Start of Extracted text

With technical advances coming at a quickening pace and societal challenges becoming more complex, Arizona State University’s department of chemistry and biochemistry is transforming into the School of Molecular Sciences to better reflect its mission and gear up for the future.

The new school designation is in recognition of the changing roles of chemistry and biochemistry — fields that are developing rapidly and filling many new and critical uses. Ian Gould, President’s Professor in the School of Molecular Sciences (right, with graduate student Ara Austin in front of the new school's banner), said research at the new school is being refocused around contemporary societal themes, such as energy and sustainability. Photo by Rachel Nemeh/State Press Download Full Image

A celebration event for the new school’s launch will be held at 4 p.m. Oct. 21 in the atrium between the C and D wings of the Physical Sciences building on the Tempe campus.  

At the heart of the School of Molecular Sciences will be an expansion of the traditional disciplines of chemistry and biochemistry into a broader context of contemporary education and research.

For example, ASU’s faculty and students already use chemistry and biochemistry to understand and diagnose diseases and improve health, to develop new ways of converting and storing energy and to design and build new multifunctional materials, according to Daniel Buttry, director of the new school.

“Progress in each of these areas requires a deep understanding of molecular structure, properties and synthesis, but the research goals are trending away from problems in discipline-based chemistry and biochemistry and towards larger, mission-based societal problems,” Buttry said. “These societal ‘grand challenges’ often require faculty and students to work in larger, interdisciplinary groups that extend beyond the traditional boundaries of chemistry and biochemistry.”

According to Ian Gould, President’s Professor in the School of Molecular Sciences, the work of faculty and students reflect the ways in which chemistry and biochemistry as disciplines are maturing and how future progress in these fields will be accomplished.

"The new school recognizes that when our students graduate and become independent scientists, they will be required to work on problems that cannot be solved by individual scientists, and to work in teams in which traditional disciplinary labels have little meaning,” Gould said. “We need to train our students to be successful in the post-disciplinary scientific world."

End of Extracted text

→ **Explore the material**:
a. Please copy word for word the part of the article on ASU's School of Molecular Sciences starting with "The new school designation" and going on through "education and research.".
b. Carry on the article on ASU's School of Molecular Sciences, starting right after its last sentence.
The lines after this article on ASU's School of Molecular Sciences come from a different source.

Start of Data extracts

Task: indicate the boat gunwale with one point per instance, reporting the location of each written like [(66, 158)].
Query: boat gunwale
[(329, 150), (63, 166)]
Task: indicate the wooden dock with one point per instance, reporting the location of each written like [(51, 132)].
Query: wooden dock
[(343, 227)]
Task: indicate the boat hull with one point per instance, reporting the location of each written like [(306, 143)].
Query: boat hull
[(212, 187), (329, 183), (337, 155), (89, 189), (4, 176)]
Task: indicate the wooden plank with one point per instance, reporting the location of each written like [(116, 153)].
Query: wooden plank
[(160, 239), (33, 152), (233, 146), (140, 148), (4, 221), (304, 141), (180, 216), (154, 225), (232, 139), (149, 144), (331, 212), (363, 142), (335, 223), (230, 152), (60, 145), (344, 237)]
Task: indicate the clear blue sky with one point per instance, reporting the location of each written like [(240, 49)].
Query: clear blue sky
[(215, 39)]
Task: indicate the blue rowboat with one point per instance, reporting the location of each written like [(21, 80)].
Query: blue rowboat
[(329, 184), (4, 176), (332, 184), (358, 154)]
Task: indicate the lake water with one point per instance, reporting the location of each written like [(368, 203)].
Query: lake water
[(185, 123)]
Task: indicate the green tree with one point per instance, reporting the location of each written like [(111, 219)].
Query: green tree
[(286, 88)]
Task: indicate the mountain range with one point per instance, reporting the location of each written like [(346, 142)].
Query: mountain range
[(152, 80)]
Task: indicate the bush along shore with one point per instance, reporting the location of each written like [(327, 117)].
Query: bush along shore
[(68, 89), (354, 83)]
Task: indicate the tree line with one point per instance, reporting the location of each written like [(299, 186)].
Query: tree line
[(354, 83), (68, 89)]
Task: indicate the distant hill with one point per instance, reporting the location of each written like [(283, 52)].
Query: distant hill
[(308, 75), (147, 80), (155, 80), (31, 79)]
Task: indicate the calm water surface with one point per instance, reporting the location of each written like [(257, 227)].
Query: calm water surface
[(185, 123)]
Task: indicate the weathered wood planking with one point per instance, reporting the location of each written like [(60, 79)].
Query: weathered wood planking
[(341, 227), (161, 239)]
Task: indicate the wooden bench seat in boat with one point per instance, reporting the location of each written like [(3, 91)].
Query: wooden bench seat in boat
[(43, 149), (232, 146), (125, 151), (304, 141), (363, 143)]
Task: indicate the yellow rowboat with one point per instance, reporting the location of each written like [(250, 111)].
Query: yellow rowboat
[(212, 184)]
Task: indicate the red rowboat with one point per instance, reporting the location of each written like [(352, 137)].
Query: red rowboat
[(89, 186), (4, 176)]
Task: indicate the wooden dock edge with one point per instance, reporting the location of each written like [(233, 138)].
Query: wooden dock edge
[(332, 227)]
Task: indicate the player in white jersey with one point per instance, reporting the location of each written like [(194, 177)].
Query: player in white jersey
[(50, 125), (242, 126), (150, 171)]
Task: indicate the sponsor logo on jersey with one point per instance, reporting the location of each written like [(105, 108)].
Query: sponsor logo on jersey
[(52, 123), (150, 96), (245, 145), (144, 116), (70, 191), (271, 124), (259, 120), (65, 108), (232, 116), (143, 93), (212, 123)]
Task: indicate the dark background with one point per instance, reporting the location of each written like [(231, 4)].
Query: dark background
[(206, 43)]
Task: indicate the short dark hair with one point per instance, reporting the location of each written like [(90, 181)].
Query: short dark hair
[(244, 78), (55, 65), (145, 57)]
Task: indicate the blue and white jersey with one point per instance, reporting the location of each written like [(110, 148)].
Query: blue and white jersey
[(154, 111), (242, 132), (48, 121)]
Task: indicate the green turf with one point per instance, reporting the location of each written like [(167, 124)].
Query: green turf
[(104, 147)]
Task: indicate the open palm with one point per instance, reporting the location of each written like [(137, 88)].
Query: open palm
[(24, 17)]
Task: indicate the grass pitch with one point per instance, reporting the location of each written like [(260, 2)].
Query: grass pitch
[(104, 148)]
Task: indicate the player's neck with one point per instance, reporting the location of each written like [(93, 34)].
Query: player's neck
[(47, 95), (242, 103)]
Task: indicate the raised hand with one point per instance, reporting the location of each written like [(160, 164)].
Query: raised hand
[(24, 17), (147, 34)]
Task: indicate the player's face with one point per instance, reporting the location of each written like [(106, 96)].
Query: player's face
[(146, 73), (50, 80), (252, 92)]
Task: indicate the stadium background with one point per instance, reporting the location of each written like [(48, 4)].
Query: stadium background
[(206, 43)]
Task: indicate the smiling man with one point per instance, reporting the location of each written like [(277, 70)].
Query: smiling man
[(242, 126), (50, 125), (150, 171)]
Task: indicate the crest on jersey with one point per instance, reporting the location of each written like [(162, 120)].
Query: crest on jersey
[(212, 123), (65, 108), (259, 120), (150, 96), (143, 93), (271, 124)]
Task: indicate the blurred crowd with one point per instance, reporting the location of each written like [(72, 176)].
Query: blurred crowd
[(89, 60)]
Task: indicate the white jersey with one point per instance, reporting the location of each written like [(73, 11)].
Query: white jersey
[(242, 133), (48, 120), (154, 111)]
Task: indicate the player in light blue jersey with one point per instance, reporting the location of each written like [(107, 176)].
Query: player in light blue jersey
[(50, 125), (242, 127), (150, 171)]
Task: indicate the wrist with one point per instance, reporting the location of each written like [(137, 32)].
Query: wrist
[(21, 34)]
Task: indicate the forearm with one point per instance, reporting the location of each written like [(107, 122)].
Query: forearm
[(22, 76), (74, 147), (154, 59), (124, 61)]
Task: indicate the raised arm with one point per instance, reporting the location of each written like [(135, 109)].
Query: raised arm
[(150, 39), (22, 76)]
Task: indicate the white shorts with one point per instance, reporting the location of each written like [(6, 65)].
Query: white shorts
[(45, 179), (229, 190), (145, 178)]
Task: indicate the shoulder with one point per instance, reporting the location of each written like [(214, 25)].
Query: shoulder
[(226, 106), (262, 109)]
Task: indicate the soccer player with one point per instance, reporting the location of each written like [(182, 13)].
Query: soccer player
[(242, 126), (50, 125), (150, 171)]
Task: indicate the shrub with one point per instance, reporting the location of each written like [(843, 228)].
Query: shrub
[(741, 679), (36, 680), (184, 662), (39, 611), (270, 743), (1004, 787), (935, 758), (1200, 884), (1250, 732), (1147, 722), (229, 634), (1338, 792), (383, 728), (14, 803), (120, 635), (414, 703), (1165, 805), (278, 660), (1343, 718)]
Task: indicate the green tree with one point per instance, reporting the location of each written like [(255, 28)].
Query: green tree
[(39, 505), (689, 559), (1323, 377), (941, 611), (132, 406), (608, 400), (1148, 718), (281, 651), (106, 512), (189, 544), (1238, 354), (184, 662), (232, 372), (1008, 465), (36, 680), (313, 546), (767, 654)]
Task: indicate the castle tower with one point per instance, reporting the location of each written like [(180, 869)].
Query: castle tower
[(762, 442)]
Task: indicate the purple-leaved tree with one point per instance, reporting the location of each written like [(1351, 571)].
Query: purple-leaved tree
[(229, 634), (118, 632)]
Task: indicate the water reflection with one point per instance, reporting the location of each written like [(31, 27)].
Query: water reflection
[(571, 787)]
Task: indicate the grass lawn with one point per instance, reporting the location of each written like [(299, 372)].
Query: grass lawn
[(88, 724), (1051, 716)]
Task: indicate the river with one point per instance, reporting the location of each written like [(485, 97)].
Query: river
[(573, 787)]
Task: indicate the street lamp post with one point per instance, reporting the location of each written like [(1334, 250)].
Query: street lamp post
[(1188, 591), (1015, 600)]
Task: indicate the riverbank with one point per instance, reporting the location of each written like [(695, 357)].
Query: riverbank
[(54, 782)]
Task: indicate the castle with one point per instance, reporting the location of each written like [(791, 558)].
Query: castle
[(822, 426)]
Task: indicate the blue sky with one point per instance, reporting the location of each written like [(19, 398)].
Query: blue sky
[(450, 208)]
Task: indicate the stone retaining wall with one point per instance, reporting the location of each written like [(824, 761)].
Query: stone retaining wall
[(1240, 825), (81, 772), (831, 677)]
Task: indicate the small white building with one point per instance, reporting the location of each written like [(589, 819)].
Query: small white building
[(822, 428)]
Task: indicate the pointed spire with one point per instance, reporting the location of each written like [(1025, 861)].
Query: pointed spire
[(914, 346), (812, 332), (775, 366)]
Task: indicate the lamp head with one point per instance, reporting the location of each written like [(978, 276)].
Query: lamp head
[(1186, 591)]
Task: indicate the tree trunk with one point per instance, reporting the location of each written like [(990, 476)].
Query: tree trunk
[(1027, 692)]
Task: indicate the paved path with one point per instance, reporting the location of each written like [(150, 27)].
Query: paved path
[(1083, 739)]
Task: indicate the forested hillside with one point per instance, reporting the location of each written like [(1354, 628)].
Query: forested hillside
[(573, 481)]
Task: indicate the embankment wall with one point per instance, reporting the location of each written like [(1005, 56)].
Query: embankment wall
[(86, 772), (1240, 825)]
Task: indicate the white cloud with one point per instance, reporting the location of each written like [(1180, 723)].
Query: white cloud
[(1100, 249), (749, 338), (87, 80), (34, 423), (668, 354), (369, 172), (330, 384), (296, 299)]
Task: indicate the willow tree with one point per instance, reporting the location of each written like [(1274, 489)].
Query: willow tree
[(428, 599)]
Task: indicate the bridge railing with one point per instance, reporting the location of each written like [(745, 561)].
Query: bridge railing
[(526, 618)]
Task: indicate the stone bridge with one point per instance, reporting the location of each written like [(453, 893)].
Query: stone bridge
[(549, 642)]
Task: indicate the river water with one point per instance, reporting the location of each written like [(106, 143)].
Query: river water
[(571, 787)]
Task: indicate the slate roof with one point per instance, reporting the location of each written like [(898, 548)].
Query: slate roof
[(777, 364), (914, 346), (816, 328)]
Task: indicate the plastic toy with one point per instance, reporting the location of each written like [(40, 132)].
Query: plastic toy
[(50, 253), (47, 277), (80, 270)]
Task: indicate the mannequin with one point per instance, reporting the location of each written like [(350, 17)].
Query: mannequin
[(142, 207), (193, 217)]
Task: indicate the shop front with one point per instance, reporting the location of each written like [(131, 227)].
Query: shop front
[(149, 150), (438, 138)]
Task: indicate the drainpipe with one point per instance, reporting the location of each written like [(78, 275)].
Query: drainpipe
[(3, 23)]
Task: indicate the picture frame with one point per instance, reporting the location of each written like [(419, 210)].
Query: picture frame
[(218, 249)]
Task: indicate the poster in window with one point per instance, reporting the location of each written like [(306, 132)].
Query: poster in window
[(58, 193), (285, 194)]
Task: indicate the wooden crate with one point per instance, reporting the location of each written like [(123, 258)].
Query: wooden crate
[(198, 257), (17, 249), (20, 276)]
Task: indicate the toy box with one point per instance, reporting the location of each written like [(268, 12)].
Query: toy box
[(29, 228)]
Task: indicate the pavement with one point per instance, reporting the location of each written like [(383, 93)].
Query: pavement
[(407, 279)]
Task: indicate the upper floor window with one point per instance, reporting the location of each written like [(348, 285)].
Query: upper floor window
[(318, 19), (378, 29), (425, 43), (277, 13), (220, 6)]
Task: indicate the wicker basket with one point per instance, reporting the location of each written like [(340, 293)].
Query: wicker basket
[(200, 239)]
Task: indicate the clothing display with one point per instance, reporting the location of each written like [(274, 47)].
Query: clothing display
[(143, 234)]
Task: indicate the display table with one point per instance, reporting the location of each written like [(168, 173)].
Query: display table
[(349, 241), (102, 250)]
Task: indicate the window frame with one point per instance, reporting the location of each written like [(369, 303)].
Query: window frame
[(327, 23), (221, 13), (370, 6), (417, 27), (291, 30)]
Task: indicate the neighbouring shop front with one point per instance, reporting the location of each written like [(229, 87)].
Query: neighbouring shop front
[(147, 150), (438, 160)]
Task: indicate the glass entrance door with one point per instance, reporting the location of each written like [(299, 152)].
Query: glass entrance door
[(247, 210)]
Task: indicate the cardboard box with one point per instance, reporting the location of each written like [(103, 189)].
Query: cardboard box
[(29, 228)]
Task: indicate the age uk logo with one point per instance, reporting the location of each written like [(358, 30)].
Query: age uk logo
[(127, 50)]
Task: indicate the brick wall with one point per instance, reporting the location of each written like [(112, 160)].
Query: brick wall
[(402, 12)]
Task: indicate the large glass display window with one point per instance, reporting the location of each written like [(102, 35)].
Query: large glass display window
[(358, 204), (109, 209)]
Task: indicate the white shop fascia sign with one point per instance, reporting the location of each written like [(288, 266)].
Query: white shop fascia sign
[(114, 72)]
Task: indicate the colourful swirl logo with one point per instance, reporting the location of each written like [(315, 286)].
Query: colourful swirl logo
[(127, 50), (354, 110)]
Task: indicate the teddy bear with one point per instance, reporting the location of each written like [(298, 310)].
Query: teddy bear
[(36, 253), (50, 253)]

End of Data extracts

→ **Expected outputs**:
a.
The new school designation is in recognition of the changing roles of chemistry and biochemistry — fields that are developing rapidly and filling many new and critical uses. Ian Gould, President’s Professor in the School of Molecular Sciences (right, with graduate student Ara Austin in front of the new school's banner), said research at the new school is being refocused around contemporary societal themes, such as energy and sustainability. Photo by Rachel Nemeh/State Press Download Full Image

A celebration event for the new school’s launch will be held at 4 p.m. Oct. 21 in the atrium between the C and D wings of the Physical Sciences building on the Tempe campus.  

At the heart of the School of Molecular Sciences will be an expansion of the traditional disciplines of chemistry and biochemistry into a broader context of contemporary education and research.

b.
For these reasons, he said, research at the new School of Molecular Sciences is being refocused around contemporary societal themes, including:

• Energy and sustainability

• Medicine and health

• Materials nanoscience

• Geologic and biospheric sciences

• Structure, function and dynamics

• Frontiers of chemical measurement

• Fundamental molecular science

Dan Buttry, director of School of Molecular Sciences“Organizing around these themes will encourage new research initiatives and will focus our faculty and students on real-world challenges, where progress will only be made with an understanding of how macroscopic phenomena are controlled by processes at the molecular, atomic and electronic scales,” said Buttry (pictured left). “An example of this evolution is the change of research focus for several of our faculty from understanding the nitty-gritty of photosynthesis reaction pathways to applying that knowledge to design new energy sources based on light absorption.”

The new groups working in these areas will develop new seminar series, discussion groups and courses, and the reorganization will more accurately reflect the current intellectual endeavors of ASU faculty and students.

While the primary goal of the new school is to properly align research areas with faculty interest and contemporary problems, longer-term goals are to investigate the educational needs relevant into the 22nd century.

Gould said the school will offer potential undergraduate students new research opportunities in contemporary science, and new degree offerings are anticipated in the next few years that connect to emerging career opportunities. The school also will offer potential graduate students an immersive experience in interdisciplinary research teams throughout their graduate experience, and provide the training they need to be successful future independent scientists.

”Our overarching goal is to produce graduates with the cutting-edge skills needed to do impactful work in large interdisciplinary groups and who can contribute molecular-level thinking to address pressing societal needs,” Buttry said.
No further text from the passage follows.